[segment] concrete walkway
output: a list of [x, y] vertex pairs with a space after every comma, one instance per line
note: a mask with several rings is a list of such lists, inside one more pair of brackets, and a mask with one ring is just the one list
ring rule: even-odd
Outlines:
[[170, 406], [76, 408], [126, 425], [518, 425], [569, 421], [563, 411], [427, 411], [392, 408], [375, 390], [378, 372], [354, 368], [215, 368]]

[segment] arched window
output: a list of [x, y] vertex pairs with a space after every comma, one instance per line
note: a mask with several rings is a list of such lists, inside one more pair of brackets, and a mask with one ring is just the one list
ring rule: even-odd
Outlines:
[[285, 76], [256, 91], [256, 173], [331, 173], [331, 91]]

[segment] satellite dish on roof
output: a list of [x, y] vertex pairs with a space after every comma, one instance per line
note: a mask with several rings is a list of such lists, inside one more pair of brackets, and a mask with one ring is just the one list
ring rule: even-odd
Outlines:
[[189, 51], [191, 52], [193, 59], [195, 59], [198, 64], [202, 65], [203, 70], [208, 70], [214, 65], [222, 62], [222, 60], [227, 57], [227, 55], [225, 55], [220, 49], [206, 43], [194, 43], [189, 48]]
________________________________________
Task requirements
Write out every one of the lines above again, requests included, and shift each x and y vertex coordinate in the outlines by -37.

Expected output
[segment] concrete walkway
output: a list of [x, y] vertex pairs with a space after every comma, one instance per line
note: a mask with several rings is a list of such lists, inside one more pair of brackets, and a mask with one ring is just the one list
ring rule: even-odd
Outlines:
[[133, 369], [39, 371], [89, 388], [481, 388], [532, 384], [526, 374], [390, 374], [355, 371], [338, 353], [341, 335], [317, 331], [178, 331]]

[segment] arched window
output: a list of [x, y] vertex pairs with a space after every comma, one instance per line
note: a mask with several rings is a list of such lists, inside one more pair of brackets, and a mask with one ring is just the one list
ring rule: even-odd
Outlines:
[[248, 39], [219, 54], [219, 136], [294, 136], [294, 54]]

[segment] satellite dish on roof
output: a list of [x, y] vertex pairs with a space after every comma, one instance per line
note: a mask with several rings is a list of such lists, inside one more pair of brackets, and a mask with one ring is just the one list
ring rule: even-odd
Outlines:
[[152, 14], [154, 15], [156, 22], [158, 22], [161, 27], [165, 28], [166, 33], [171, 33], [177, 28], [185, 25], [185, 23], [190, 20], [190, 18], [188, 18], [183, 12], [169, 6], [157, 6], [152, 11]]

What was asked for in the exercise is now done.